> **Task data**:
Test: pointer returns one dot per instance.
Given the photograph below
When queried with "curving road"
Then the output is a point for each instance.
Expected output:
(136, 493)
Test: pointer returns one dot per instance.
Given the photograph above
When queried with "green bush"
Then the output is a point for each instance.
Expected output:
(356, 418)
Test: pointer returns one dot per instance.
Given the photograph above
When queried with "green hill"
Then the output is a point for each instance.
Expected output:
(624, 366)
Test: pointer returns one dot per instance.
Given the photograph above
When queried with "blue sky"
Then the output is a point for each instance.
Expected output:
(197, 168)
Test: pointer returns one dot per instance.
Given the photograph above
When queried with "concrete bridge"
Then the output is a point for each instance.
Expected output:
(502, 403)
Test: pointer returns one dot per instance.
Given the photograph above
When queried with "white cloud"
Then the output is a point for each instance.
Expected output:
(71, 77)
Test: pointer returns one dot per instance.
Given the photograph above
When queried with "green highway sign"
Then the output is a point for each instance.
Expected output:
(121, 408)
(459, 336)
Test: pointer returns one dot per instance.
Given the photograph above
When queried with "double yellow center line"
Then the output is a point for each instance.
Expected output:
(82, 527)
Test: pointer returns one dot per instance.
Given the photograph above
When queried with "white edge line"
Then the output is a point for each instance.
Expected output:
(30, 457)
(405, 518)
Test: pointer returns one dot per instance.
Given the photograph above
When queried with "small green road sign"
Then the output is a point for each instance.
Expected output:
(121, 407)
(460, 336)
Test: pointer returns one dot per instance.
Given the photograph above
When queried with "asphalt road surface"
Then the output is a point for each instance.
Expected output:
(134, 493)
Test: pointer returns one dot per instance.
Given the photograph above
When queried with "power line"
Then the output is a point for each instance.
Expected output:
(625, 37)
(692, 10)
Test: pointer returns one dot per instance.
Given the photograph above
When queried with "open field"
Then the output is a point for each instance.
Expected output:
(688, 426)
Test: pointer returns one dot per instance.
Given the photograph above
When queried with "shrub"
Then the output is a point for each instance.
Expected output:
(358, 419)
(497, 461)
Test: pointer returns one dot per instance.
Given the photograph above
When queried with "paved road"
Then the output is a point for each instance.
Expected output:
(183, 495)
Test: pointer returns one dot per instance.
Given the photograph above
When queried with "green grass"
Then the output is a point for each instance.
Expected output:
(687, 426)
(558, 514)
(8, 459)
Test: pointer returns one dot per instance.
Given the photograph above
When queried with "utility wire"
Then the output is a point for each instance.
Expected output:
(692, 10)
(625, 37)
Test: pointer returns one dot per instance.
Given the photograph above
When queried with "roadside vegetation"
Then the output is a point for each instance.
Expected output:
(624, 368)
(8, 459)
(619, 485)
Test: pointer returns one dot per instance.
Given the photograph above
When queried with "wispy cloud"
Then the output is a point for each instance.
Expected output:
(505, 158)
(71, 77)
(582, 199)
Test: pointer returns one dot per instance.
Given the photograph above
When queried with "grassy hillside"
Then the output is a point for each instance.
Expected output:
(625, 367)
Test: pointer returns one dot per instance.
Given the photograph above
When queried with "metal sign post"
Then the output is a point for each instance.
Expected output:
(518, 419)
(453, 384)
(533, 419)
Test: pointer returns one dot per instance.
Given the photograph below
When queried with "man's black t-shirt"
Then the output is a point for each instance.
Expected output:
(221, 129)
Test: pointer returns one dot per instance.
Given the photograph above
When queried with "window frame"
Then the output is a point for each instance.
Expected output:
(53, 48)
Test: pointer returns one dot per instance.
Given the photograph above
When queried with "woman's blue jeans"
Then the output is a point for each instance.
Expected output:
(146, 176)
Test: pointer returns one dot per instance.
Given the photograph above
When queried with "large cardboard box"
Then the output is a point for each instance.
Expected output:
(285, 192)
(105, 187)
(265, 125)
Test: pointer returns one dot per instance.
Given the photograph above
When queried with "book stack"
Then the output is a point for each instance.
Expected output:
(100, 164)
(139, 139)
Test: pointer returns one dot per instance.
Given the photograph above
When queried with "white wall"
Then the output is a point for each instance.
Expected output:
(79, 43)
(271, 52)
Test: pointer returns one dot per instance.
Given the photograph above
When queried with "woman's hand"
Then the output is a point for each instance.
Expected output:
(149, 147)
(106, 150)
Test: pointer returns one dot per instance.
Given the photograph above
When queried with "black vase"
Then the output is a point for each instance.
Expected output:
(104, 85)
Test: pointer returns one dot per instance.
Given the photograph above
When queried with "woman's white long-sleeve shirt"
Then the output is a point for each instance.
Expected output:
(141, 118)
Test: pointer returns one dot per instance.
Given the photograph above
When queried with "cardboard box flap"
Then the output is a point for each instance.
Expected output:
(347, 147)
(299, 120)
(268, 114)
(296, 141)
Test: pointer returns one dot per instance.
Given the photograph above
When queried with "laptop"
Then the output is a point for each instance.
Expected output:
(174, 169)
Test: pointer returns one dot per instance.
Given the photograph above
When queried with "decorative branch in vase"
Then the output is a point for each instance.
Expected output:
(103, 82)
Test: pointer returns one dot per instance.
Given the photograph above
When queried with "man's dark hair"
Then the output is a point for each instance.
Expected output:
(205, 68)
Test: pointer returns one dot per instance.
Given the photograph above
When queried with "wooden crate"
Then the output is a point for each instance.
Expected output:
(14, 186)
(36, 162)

> **Task details**: How many lines in the records above contain "cardboard"? Case counts. Reply with the number alone.

> **Written answer**: 2